#### [SOURCE EXCERPT]
· · · ·
They take the visceral anger of a generation facing climate collapse and economic precarity and reify it into harmless, corporate-friendly “Sustainable Development Goals”. The “small acts of kindness” propaganda just hides systemic failure and attempts to transform the political subject (the revolutionary youth) into a consumer subject (the ethical shopper/volunteer), thereby absolving the corporate class of its role in creating the crisis.
Their advice to global leaders? Become “influencers.” They explicitly praise politicians for appearing on sex-positive podcasts and urge governments to set up “rapid-response units” for social media. They want your political rage to be vented on platforms owned by billionaires, where it can be monetised as “content”.
This is a classic neoliberal move: replace vertical conflict (class conflict) with horizontal identity (generational conflict), ensuring capital remains safe while the kids post TikToks about “awareness”.
As long as you are posting about the revolution, you aren’t actually doing it.
This is the ultimate neoliberal insult. The world is burning due to corporate extraction and imperialist war, and PwC suggests that if you were just a bit nicer, we might hit those Sustainable Development Goals. This is called reification: turning a political struggle (who owns the water?) into a personal moral failing (did you recycle today?).
Both reports they treat “youth” as a monolithic cohort. But there is no such thing as “the youth.” There is the child of the landlord, and the child of the tenant. By framing everything as a generational issue, they hide the reality of class.
The “youth” in the Global South aren’t just “digital natives”; they are the reserve army of labour for global capital.
When global consultancies advise governments on how to “engage” this group, they are advising them on how to pacify a surplus population that capitalism cannot employ and will not feed. Categorising the youth-led protests and revolts as a “generational” issue obscures the real material conflict between capital and labour.
The financial elite, the billionaires and the corporate executives want to manage your dissent. It’s time to make yourself unmanageable.
· · · ·
#### [GIVEN TASK]
Reproduce the passage of the essay on youth and dissent from "As long as you" to "for global capital.", keeping every word and mark intact.
· · · ·
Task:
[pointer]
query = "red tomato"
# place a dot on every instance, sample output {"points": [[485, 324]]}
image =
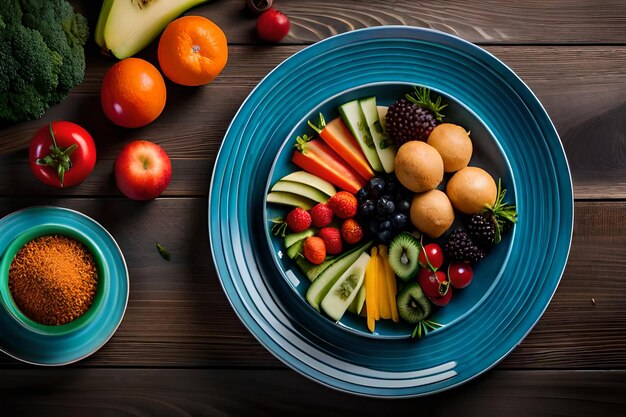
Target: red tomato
{"points": [[272, 25], [62, 154]]}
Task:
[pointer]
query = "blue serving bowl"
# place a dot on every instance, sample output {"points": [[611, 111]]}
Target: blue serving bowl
{"points": [[519, 143], [39, 344], [6, 299]]}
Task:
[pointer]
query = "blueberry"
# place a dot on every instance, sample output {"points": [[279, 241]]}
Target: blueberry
{"points": [[403, 206], [390, 207], [381, 205], [361, 194], [398, 220], [385, 225], [385, 236], [366, 208]]}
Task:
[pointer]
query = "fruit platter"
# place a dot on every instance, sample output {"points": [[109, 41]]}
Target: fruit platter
{"points": [[403, 221], [301, 220]]}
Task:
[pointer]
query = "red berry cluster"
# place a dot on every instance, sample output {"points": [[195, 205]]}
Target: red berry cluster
{"points": [[329, 239]]}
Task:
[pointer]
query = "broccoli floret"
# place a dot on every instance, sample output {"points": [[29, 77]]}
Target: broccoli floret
{"points": [[41, 56]]}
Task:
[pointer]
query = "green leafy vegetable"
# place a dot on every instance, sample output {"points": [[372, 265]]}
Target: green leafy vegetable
{"points": [[41, 56]]}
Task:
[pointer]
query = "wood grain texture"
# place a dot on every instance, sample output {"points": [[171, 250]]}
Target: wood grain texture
{"points": [[178, 315], [582, 89], [492, 21], [172, 393]]}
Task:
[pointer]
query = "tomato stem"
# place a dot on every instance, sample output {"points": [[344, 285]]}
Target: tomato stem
{"points": [[58, 158]]}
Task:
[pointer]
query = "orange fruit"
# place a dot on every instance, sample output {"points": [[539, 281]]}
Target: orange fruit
{"points": [[192, 51], [133, 93]]}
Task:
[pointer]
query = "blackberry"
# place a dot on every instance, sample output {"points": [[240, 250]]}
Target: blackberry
{"points": [[461, 247], [482, 229], [413, 117], [487, 227]]}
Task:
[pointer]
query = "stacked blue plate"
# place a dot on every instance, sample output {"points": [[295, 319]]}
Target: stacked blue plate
{"points": [[519, 144]]}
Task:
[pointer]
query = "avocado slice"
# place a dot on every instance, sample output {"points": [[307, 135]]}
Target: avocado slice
{"points": [[125, 27]]}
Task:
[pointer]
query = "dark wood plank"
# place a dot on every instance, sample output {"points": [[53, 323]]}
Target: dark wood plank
{"points": [[174, 392], [490, 21], [178, 314], [581, 88]]}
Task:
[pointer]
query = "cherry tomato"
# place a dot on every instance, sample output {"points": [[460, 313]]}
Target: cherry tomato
{"points": [[433, 283], [62, 154], [272, 25], [460, 274], [434, 253]]}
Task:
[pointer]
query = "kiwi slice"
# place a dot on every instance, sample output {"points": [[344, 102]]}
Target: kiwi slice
{"points": [[403, 253], [413, 305]]}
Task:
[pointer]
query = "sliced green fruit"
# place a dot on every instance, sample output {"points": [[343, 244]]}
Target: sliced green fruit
{"points": [[301, 189], [384, 145], [125, 27], [293, 238], [295, 249], [413, 305], [403, 255], [345, 289], [320, 286], [356, 306], [289, 199], [313, 271], [353, 117], [311, 180]]}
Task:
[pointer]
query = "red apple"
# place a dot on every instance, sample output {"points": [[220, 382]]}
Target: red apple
{"points": [[142, 170]]}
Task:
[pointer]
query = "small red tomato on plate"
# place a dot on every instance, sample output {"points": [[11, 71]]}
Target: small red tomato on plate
{"points": [[62, 154], [272, 25], [142, 170]]}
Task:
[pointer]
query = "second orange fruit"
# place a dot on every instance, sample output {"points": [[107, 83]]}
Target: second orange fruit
{"points": [[192, 51]]}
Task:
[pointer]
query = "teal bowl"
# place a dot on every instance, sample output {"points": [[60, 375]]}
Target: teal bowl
{"points": [[39, 344], [6, 299]]}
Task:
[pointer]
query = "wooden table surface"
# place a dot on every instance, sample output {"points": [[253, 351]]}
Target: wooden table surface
{"points": [[181, 350]]}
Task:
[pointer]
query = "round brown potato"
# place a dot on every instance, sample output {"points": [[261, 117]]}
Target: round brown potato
{"points": [[432, 213], [453, 144], [470, 189], [418, 166]]}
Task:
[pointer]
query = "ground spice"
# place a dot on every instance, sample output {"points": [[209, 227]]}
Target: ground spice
{"points": [[53, 279]]}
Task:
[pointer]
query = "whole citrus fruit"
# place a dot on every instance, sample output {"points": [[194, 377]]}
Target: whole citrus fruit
{"points": [[133, 93], [192, 51]]}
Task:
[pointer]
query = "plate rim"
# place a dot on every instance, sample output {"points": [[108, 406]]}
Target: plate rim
{"points": [[546, 125]]}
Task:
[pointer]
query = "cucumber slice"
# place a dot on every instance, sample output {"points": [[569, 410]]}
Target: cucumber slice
{"points": [[290, 199], [293, 238], [353, 117], [322, 284], [301, 189], [345, 289], [385, 149], [356, 306]]}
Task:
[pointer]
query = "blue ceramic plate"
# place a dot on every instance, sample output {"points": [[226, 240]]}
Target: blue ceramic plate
{"points": [[518, 143], [40, 349]]}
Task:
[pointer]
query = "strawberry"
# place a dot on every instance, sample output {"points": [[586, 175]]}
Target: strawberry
{"points": [[321, 215], [314, 250], [298, 220], [351, 231], [332, 240], [343, 204]]}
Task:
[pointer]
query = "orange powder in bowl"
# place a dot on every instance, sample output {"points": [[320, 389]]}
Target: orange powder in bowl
{"points": [[53, 279]]}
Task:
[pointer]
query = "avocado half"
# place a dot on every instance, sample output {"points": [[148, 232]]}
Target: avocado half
{"points": [[125, 27]]}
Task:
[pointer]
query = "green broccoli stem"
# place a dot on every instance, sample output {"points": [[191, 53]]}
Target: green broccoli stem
{"points": [[58, 158]]}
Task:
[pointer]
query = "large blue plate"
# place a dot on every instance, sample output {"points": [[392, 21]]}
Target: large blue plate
{"points": [[40, 349], [536, 169]]}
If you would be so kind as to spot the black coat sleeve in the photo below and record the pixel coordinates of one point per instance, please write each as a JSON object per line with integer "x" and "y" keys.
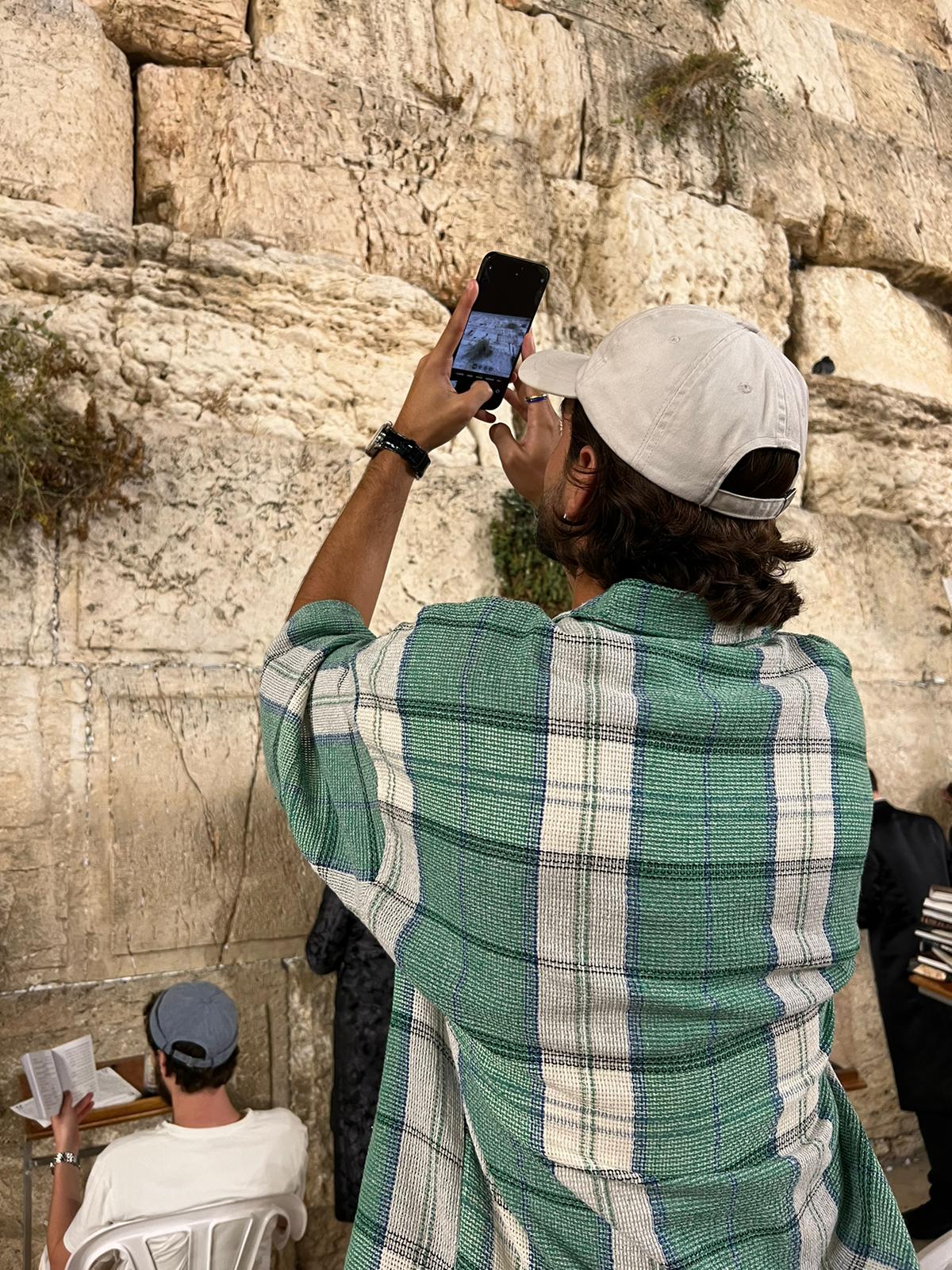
{"x": 869, "y": 914}
{"x": 329, "y": 937}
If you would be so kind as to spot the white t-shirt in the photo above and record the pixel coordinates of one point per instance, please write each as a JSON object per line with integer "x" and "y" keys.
{"x": 171, "y": 1168}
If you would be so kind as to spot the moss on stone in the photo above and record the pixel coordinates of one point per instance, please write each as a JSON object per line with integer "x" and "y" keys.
{"x": 524, "y": 572}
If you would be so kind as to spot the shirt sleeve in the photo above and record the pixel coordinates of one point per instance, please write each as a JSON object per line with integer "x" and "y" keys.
{"x": 313, "y": 751}
{"x": 332, "y": 733}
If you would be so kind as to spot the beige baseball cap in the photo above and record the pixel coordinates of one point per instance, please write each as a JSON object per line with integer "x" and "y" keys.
{"x": 682, "y": 394}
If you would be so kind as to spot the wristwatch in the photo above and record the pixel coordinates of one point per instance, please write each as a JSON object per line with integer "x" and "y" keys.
{"x": 416, "y": 457}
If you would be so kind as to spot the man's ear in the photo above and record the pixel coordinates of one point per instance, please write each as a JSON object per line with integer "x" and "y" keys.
{"x": 578, "y": 488}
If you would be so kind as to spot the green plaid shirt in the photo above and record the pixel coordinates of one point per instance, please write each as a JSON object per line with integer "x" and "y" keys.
{"x": 616, "y": 857}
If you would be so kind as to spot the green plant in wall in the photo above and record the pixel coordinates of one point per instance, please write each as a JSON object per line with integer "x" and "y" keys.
{"x": 55, "y": 468}
{"x": 524, "y": 572}
{"x": 706, "y": 89}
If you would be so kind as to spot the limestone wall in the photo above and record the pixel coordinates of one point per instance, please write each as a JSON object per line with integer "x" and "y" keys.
{"x": 248, "y": 220}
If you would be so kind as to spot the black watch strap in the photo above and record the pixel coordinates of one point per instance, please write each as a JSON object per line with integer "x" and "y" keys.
{"x": 416, "y": 457}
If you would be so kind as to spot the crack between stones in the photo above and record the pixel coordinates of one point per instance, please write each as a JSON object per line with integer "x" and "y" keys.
{"x": 243, "y": 868}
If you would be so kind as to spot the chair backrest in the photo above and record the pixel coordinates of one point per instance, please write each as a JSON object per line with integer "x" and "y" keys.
{"x": 937, "y": 1255}
{"x": 248, "y": 1221}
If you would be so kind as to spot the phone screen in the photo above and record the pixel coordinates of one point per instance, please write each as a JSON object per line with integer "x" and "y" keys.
{"x": 511, "y": 290}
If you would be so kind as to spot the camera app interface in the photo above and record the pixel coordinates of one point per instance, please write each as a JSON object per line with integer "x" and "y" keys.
{"x": 497, "y": 327}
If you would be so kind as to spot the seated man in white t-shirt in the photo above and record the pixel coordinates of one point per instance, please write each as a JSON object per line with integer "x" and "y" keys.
{"x": 207, "y": 1155}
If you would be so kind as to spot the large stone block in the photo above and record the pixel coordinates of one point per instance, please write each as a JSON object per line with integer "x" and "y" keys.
{"x": 65, "y": 110}
{"x": 27, "y": 596}
{"x": 198, "y": 856}
{"x": 892, "y": 633}
{"x": 177, "y": 32}
{"x": 279, "y": 156}
{"x": 389, "y": 48}
{"x": 516, "y": 76}
{"x": 937, "y": 90}
{"x": 42, "y": 836}
{"x": 255, "y": 378}
{"x": 885, "y": 89}
{"x": 644, "y": 248}
{"x": 913, "y": 27}
{"x": 765, "y": 167}
{"x": 909, "y": 742}
{"x": 869, "y": 216}
{"x": 793, "y": 50}
{"x": 884, "y": 452}
{"x": 871, "y": 330}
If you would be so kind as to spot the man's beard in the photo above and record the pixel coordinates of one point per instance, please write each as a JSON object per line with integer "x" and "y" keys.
{"x": 546, "y": 521}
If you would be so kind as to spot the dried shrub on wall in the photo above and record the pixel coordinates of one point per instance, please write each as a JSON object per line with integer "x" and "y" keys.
{"x": 706, "y": 89}
{"x": 524, "y": 572}
{"x": 55, "y": 468}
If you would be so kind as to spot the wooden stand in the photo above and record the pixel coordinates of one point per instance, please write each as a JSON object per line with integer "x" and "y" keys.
{"x": 144, "y": 1108}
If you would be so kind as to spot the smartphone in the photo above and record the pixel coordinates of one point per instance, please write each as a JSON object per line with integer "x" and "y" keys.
{"x": 511, "y": 291}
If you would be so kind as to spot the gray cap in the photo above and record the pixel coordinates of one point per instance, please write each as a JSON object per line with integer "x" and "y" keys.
· · · ·
#### [FULL OUTPUT]
As long as you are posting about the revolution, you aren’t actually doing it.
This is the ultimate neoliberal insult. The world is burning due to corporate extraction and imperialist war, and PwC suggests that if you were just a bit nicer, we might hit those Sustainable Development Goals. This is called reification: turning a political struggle (who owns the water?) into a personal moral failing (did you recycle today?).
Both reports they treat “youth” as a monolithic cohort. But there is no such thing as “the youth.” There is the child of the landlord, and the child of the tenant. By framing everything as a generational issue, they hide the reality of class.
The “youth” in the Global South aren’t just “digital natives”; they are the reserve army of labour for global capital.